WRITTEN PROBLEM ->
Could you copy out every item below word for word, leaving the pictures out of your answer?

EXERCISE MATERIAL ->
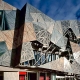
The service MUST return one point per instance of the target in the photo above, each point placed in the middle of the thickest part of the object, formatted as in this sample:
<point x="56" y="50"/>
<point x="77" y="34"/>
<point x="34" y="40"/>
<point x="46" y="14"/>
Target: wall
<point x="11" y="75"/>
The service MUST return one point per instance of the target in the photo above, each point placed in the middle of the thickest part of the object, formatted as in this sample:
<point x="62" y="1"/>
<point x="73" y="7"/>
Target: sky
<point x="56" y="9"/>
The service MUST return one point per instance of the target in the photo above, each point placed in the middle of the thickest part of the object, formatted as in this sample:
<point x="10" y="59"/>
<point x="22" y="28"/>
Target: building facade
<point x="30" y="40"/>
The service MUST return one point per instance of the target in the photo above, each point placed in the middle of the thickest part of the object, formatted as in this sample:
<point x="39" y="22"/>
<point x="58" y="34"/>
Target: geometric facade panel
<point x="26" y="52"/>
<point x="75" y="47"/>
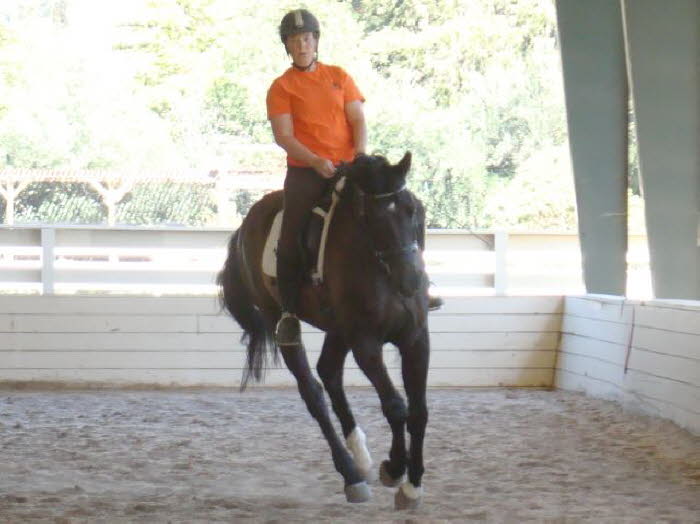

EXERCISE SOLUTION ->
The service MUST return one point per instance of the target in the photo above, each point placed in the middle of the thickest part of the object, formatted as in this sample:
<point x="56" y="50"/>
<point x="77" y="34"/>
<point x="34" y="40"/>
<point x="46" y="14"/>
Target: wall
<point x="11" y="75"/>
The service MUST return one point per instance of the target in the photo above, each point placed in the middle of the thickest part of the object, formatted as in this sample:
<point x="62" y="1"/>
<point x="73" y="7"/>
Target: sky
<point x="56" y="9"/>
The service MUST return one point per instance of the target in the photo above, each point placed in the middle of the thickest part of the object, formatted as in this sample:
<point x="10" y="59"/>
<point x="22" y="28"/>
Target: building facade
<point x="30" y="40"/>
The service MUST return one point per instance of the target in the photo above, each point placed in the middle of the thickest part of the object, formatted as in this sample:
<point x="39" y="22"/>
<point x="58" y="34"/>
Target: geometric facade panel
<point x="26" y="52"/>
<point x="75" y="47"/>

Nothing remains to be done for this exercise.